Task statement
Collect every line from the entries below that contains the word "wheel", and copy each one in full.

Data extract
>> Start

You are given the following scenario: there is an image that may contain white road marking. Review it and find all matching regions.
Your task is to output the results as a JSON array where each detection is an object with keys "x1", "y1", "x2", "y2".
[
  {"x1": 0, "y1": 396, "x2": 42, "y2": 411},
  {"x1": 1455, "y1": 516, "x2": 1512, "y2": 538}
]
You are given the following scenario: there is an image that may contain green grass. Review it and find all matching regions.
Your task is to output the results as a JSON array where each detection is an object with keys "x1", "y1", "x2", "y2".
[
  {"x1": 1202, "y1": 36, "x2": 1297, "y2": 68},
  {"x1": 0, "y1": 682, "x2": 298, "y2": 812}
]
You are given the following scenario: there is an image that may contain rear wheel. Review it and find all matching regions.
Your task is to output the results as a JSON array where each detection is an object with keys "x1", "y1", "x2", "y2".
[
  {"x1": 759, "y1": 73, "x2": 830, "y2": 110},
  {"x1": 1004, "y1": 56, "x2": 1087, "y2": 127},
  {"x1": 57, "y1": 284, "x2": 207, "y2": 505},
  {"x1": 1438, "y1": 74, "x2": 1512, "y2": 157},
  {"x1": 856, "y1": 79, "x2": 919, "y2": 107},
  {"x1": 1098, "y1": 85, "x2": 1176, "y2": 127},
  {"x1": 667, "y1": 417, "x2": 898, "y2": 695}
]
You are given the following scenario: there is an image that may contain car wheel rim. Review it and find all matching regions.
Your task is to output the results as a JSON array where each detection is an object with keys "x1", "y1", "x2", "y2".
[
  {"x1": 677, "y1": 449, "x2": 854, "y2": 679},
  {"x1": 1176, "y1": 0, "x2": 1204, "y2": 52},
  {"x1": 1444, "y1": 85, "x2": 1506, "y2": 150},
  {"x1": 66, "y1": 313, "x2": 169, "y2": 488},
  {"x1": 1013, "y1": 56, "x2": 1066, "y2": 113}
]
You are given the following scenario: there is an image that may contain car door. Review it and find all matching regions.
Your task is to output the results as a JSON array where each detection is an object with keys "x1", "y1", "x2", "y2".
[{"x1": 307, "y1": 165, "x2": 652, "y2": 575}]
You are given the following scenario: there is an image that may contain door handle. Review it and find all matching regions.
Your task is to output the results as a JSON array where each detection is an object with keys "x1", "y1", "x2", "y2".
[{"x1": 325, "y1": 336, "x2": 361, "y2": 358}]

>> End
>> Start

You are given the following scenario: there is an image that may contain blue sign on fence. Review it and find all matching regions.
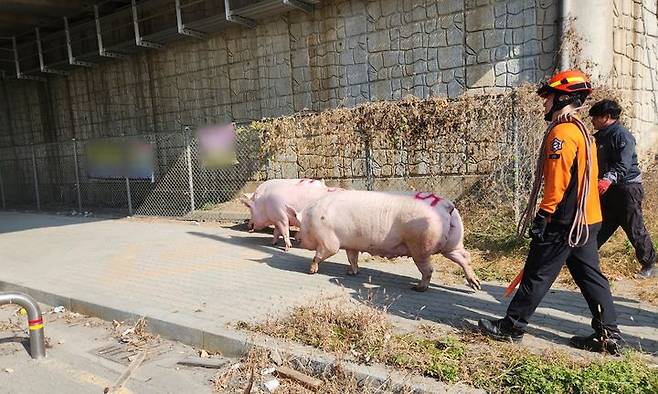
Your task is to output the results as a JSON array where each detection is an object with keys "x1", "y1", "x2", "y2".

>> End
>> Start

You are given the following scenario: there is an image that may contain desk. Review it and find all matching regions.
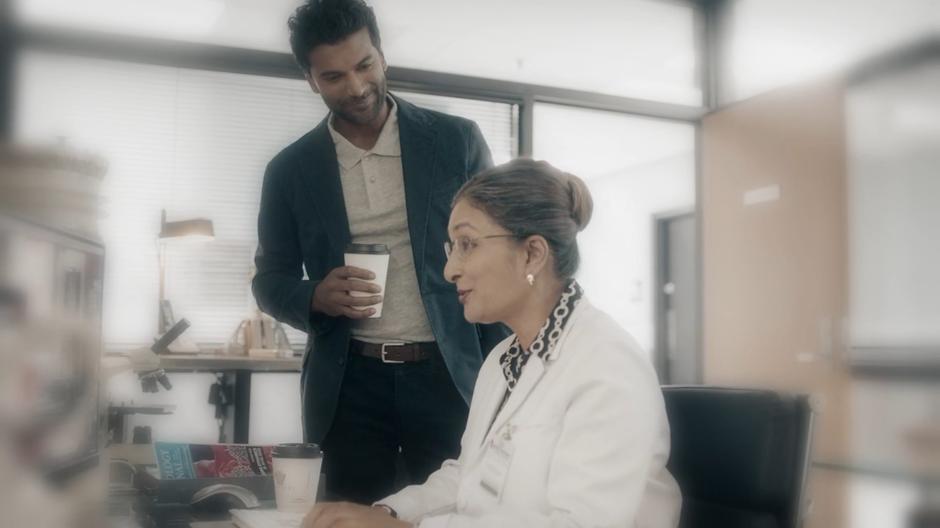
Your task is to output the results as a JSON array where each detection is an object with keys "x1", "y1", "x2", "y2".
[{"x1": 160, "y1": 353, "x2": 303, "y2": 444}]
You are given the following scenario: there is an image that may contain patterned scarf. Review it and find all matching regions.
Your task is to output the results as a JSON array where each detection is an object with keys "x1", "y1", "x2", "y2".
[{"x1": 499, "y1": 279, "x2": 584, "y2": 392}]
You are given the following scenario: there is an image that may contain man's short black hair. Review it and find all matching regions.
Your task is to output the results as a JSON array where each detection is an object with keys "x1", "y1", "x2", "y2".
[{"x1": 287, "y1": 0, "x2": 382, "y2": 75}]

>> End

Answer to the task
You are given the following scenario: there is an image that may contain rear wheel. Review it and find all matching regions.
You are given the following scenario: there is an image that may contain car wheel rim. Review it and find all matching regions.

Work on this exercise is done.